WHAT THE EXERCISE ASKS
Render all of the records below as a Markdown table with the columns Row and Line, giving each line its own numbered row and leaving out any blank lines.

Position annotation records

══════════

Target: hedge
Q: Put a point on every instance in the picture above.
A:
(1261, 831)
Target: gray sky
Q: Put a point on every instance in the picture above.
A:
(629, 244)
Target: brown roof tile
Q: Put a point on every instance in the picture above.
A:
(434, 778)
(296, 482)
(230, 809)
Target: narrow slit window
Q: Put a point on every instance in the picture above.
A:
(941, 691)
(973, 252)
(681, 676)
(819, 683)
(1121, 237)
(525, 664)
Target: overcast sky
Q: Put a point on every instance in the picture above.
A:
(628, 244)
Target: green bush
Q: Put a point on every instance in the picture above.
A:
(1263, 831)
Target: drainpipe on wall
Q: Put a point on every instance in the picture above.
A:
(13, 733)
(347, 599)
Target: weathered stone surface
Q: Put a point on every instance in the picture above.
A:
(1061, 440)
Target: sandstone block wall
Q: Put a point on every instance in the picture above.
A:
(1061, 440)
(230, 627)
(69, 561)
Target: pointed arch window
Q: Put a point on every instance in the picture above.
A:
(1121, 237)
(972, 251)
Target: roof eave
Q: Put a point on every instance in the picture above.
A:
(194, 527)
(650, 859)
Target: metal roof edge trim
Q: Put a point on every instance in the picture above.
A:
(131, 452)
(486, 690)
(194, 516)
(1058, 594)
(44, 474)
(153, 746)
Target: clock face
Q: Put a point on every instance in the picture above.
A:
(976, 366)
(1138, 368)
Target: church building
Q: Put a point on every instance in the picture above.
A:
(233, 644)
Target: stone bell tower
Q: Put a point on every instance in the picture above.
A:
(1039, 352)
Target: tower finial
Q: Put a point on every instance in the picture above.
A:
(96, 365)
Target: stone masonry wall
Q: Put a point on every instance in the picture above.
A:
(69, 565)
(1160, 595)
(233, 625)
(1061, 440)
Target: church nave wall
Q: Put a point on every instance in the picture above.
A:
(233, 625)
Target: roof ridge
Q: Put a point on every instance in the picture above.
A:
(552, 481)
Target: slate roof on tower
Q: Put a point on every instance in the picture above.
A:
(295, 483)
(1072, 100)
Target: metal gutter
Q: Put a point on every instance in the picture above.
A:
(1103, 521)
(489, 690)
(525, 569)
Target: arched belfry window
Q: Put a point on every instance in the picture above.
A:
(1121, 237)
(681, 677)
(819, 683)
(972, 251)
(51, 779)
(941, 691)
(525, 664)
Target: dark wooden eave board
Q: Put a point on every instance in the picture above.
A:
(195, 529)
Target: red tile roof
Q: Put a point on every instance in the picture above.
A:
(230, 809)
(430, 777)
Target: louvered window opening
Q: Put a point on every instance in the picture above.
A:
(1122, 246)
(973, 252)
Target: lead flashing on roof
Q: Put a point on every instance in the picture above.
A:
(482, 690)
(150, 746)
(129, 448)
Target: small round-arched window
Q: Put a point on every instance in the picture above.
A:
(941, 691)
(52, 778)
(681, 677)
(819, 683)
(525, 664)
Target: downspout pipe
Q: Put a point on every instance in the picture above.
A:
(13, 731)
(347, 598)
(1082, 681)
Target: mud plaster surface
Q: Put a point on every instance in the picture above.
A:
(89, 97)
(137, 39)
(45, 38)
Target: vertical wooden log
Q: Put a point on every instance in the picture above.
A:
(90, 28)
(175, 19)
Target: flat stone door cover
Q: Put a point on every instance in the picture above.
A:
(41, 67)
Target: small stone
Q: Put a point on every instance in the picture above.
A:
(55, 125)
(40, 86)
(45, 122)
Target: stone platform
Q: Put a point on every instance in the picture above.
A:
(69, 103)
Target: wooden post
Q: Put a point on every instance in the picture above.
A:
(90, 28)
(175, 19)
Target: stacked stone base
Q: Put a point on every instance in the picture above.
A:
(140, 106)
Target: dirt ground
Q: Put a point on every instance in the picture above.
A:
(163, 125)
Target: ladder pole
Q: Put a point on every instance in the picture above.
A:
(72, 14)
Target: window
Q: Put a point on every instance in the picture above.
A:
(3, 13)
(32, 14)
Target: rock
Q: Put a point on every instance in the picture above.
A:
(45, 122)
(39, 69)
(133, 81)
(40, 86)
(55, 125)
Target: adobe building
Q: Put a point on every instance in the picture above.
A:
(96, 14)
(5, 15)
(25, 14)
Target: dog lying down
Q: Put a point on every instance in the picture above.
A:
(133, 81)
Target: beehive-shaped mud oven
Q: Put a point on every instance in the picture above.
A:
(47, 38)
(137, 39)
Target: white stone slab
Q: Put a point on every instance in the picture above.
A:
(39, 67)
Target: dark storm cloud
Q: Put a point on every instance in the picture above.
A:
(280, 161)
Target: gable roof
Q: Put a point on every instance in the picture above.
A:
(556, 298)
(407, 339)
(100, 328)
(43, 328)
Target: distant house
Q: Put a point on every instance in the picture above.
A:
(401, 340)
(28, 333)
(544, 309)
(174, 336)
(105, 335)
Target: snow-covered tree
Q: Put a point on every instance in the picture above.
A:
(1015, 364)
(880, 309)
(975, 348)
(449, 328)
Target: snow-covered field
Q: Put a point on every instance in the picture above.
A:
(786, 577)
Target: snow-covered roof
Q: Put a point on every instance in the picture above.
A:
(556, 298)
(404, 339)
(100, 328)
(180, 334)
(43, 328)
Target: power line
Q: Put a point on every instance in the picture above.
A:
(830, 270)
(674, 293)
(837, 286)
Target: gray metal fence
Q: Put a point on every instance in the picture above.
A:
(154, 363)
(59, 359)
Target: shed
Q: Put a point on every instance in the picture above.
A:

══════════

EXERCISE RESPONSE
| Row | Line |
|---|---|
| 1 | Target: hedge |
| 2 | Q: Put a point on every instance in the picture above. |
| 3 | A: |
| 4 | (1261, 831) |
| 5 | Target: gray sky |
| 6 | Q: Put a point on every instance in the picture above. |
| 7 | A: |
| 8 | (629, 244) |
| 9 | Target: brown roof tile |
| 10 | Q: Put a point on every instance in the picture above. |
| 11 | A: |
| 12 | (434, 778) |
| 13 | (296, 482) |
| 14 | (230, 809) |
| 15 | Target: narrow slit window |
| 16 | Q: Put a point on every instance in the picture above. |
| 17 | A: |
| 18 | (941, 691) |
| 19 | (973, 252) |
| 20 | (681, 676) |
| 21 | (819, 683) |
| 22 | (1121, 237) |
| 23 | (525, 664) |
| 24 | Target: overcast sky |
| 25 | Q: Put a point on every instance in the picture above. |
| 26 | A: |
| 27 | (628, 244) |
| 28 | Target: green bush |
| 29 | Q: Put a point on every instance in the picture above. |
| 30 | A: |
| 31 | (1263, 831) |
| 32 | Target: drainpipe on wall |
| 33 | Q: Put a point on every instance in the picture above. |
| 34 | A: |
| 35 | (13, 733) |
| 36 | (347, 599) |
| 37 | Target: weathered stone surface |
| 38 | Q: Put a point on every instance in the picture above. |
| 39 | A: |
| 40 | (1061, 440) |
| 41 | Target: sandstone block wall |
| 42 | Q: Put a point on every instance in the picture above. |
| 43 | A: |
| 44 | (1061, 440) |
| 45 | (230, 627) |
| 46 | (69, 561) |
| 47 | Target: pointed arch window |
| 48 | Q: Put a point on every instance in the picture above. |
| 49 | A: |
| 50 | (1121, 237) |
| 51 | (972, 251) |
| 52 | Target: roof eave |
| 53 | Q: Put a point on every instance in the picture above. |
| 54 | A: |
| 55 | (194, 527) |
| 56 | (650, 859) |
| 57 | Target: metal roof edge trim |
| 58 | Q: Put a point on every instance in the picture above. |
| 59 | A: |
| 60 | (131, 452) |
| 61 | (486, 690) |
| 62 | (194, 516) |
| 63 | (1058, 594) |
| 64 | (44, 474) |
| 65 | (153, 746) |
| 66 | Target: clock face |
| 67 | Q: Put a point on every instance in the picture above. |
| 68 | A: |
| 69 | (976, 366) |
| 70 | (1138, 368) |
| 71 | Target: church building |
| 72 | Q: Put a point on every instance in the picture above. |
| 73 | A: |
| 74 | (233, 644) |
| 75 | Target: stone bell tower |
| 76 | Q: Put a point on every instance in the picture above. |
| 77 | A: |
| 78 | (1039, 352) |
| 79 | Target: tower finial |
| 80 | Q: Put a point on every instance in the picture above. |
| 81 | A: |
| 82 | (96, 365) |
| 83 | Target: stone masonry wall |
| 84 | Q: Put a point on every instance in the picture above. |
| 85 | A: |
| 86 | (69, 565) |
| 87 | (1160, 595) |
| 88 | (233, 625) |
| 89 | (1061, 440) |
| 90 | Target: church nave wall |
| 91 | Q: Put a point on every instance in the picture above. |
| 92 | A: |
| 93 | (233, 625) |
| 94 | Target: roof ridge |
| 95 | Q: Put a point on every instance in the picture above. |
| 96 | A: |
| 97 | (552, 481) |
| 98 | Target: slate roof on tower |
| 99 | Q: Put a point on every instance in the picture above. |
| 100 | A: |
| 101 | (295, 483) |
| 102 | (1072, 100) |
| 103 | Target: metal gutter |
| 104 | Q: Put a point on every instance in the picture above. |
| 105 | A: |
| 106 | (1103, 521) |
| 107 | (489, 690) |
| 108 | (525, 569) |
| 109 | Target: arched belfry window |
| 110 | Q: Put a point on every instance in the picture above. |
| 111 | A: |
| 112 | (1121, 237) |
| 113 | (681, 677) |
| 114 | (819, 683) |
| 115 | (972, 251) |
| 116 | (51, 779) |
| 117 | (941, 691) |
| 118 | (525, 664) |
| 119 | Target: dark wooden eave board |
| 120 | Q: Put a point on every instance in the picture above. |
| 121 | A: |
| 122 | (195, 529) |
| 123 | Target: red tile roof |
| 124 | Q: Put a point on every instance in the picture above. |
| 125 | A: |
| 126 | (230, 809) |
| 127 | (430, 777) |
| 128 | Target: louvered window opening |
| 129 | Q: Put a point on every instance in the picture above. |
| 130 | A: |
| 131 | (1122, 246) |
| 132 | (973, 252) |
| 133 | Target: lead flashing on roof |
| 134 | Q: Put a point on every instance in the picture above. |
| 135 | A: |
| 136 | (482, 690) |
| 137 | (150, 746) |
| 138 | (129, 448) |
| 139 | Target: small round-arched window |
| 140 | Q: Put a point on every instance in the picture above. |
| 141 | A: |
| 142 | (941, 691) |
| 143 | (52, 778) |
| 144 | (681, 677) |
| 145 | (819, 683) |
| 146 | (525, 664) |
| 147 | Target: downspout pipe |
| 148 | Q: Put a point on every instance in the picture above. |
| 149 | A: |
| 150 | (13, 731) |
| 151 | (347, 598) |
| 152 | (1082, 681) |
| 153 | Target: mud plaster surface |
| 154 | Q: Put a point on every instance in the picture above. |
| 155 | A: |
| 156 | (89, 97) |
| 157 | (137, 39) |
| 158 | (45, 38) |
| 159 | Target: vertical wooden log |
| 160 | Q: Put a point on every instance in the picture above. |
| 161 | A: |
| 162 | (90, 28) |
| 163 | (175, 19) |
| 164 | Target: flat stone door cover |
| 165 | Q: Put a point on every instance in the picture above. |
| 166 | A: |
| 167 | (41, 67) |
| 168 | Target: small stone |
| 169 | Q: Put a point on every instance in the picture above. |
| 170 | A: |
| 171 | (55, 125) |
| 172 | (40, 86) |
| 173 | (45, 122) |
| 174 | Target: stone platform |
| 175 | Q: Put a point on every instance in the picture above. |
| 176 | A: |
| 177 | (69, 103) |
| 178 | Target: wooden post |
| 179 | Q: Put a point on every instance in the picture above. |
| 180 | A: |
| 181 | (90, 28) |
| 182 | (175, 19) |
| 183 | Target: stacked stone base |
| 184 | Q: Put a point on every instance in the picture above. |
| 185 | A: |
| 186 | (140, 106) |
| 187 | Target: dirt ground |
| 188 | Q: Put a point on every instance in the picture above. |
| 189 | A: |
| 190 | (163, 125) |
| 191 | Target: ladder pole |
| 192 | Q: Put a point on every instance in the picture above. |
| 193 | A: |
| 194 | (72, 14) |
| 195 | Target: window |
| 196 | Q: Put a point on every instance in the picture above. |
| 197 | A: |
| 198 | (3, 13) |
| 199 | (32, 14) |
| 200 | Target: rock |
| 201 | Q: Put a point on every instance in the picture above. |
| 202 | A: |
| 203 | (45, 122) |
| 204 | (39, 69) |
| 205 | (133, 81) |
| 206 | (40, 86) |
| 207 | (55, 125) |
| 208 | Target: adobe building |
| 209 | Q: Put a point on every instance in the picture above. |
| 210 | A: |
| 211 | (96, 14) |
| 212 | (5, 15) |
| 213 | (25, 14) |
| 214 | Target: dog lying down |
| 215 | Q: Put a point on every instance in the picture above. |
| 216 | A: |
| 217 | (133, 81) |
| 218 | Target: beehive-shaped mud oven |
| 219 | Q: Put a point on every instance in the picture above. |
| 220 | A: |
| 221 | (47, 38) |
| 222 | (137, 39) |
| 223 | Target: white stone slab |
| 224 | Q: Put a point on every instance in the picture above. |
| 225 | A: |
| 226 | (39, 67) |
| 227 | Target: dark storm cloud |
| 228 | Q: Put a point on every instance in the picture above. |
| 229 | A: |
| 230 | (280, 161) |
| 231 | Target: gable roof |
| 232 | Q: Put a point on every instance in the picture above. |
| 233 | A: |
| 234 | (556, 298) |
| 235 | (407, 339) |
| 236 | (100, 328) |
| 237 | (43, 328) |
| 238 | Target: distant house |
| 239 | Q: Put a point on every instance in the picture above. |
| 240 | A: |
| 241 | (401, 340) |
| 242 | (28, 333) |
| 243 | (544, 309) |
| 244 | (174, 336) |
| 245 | (105, 335) |
| 246 | Target: snow-covered tree |
| 247 | Q: Put a point on every instance in the picture above. |
| 248 | A: |
| 249 | (1015, 364) |
| 250 | (880, 309) |
| 251 | (975, 348) |
| 252 | (449, 328) |
| 253 | Target: snow-covered field |
| 254 | Q: Put a point on every instance in the picture above. |
| 255 | A: |
| 256 | (786, 577) |
| 257 | Target: snow-covered roof |
| 258 | Q: Put a point on every instance in the picture above. |
| 259 | A: |
| 260 | (556, 298) |
| 261 | (404, 339) |
| 262 | (100, 328) |
| 263 | (180, 334) |
| 264 | (43, 328) |
| 265 | Target: power line |
| 266 | Q: Put a point on every instance in the picture above. |
| 267 | A: |
| 268 | (830, 270) |
| 269 | (674, 293) |
| 270 | (837, 286) |
| 271 | Target: gray metal fence |
| 272 | Q: Put a point on every instance in the picture above. |
| 273 | A: |
| 274 | (154, 363) |
| 275 | (59, 359) |
| 276 | Target: shed |
| 277 | Q: Put a point on every instance in the picture above. |
| 278 | A: |